**Work instructions:** Rewrite every line of the rows below, requests included, but leave out the pictures. Scale each bounding-box coordinate in the answers by 0.75 and round it to a whole number, with halves rounding up.
··· Task data
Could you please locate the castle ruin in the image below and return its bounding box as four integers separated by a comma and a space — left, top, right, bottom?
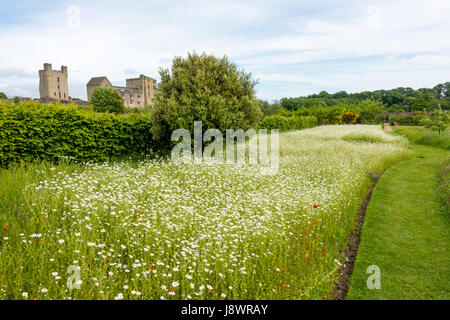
87, 74, 156, 108
39, 63, 69, 100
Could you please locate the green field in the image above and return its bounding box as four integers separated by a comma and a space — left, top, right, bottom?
0, 126, 410, 299
347, 145, 450, 300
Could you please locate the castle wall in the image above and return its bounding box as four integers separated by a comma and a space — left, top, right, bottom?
······
**Exercise output:**
Could you please locate the castle ruin in the image below and return its bounding box as four integers separated by a comma and a space — left, top, right, bottom?
65, 56, 117, 81
29, 47, 52, 75
Could you please locate the green field in the image above and return its bounding box as four integers separated by a comma and a space — left, top, right, bottom?
0, 95, 308, 224
260, 109, 338, 225
Could you please locate the castle wall in the image above and return its bounding box as four integers separated by a comma and a space — left, top, right, bottom?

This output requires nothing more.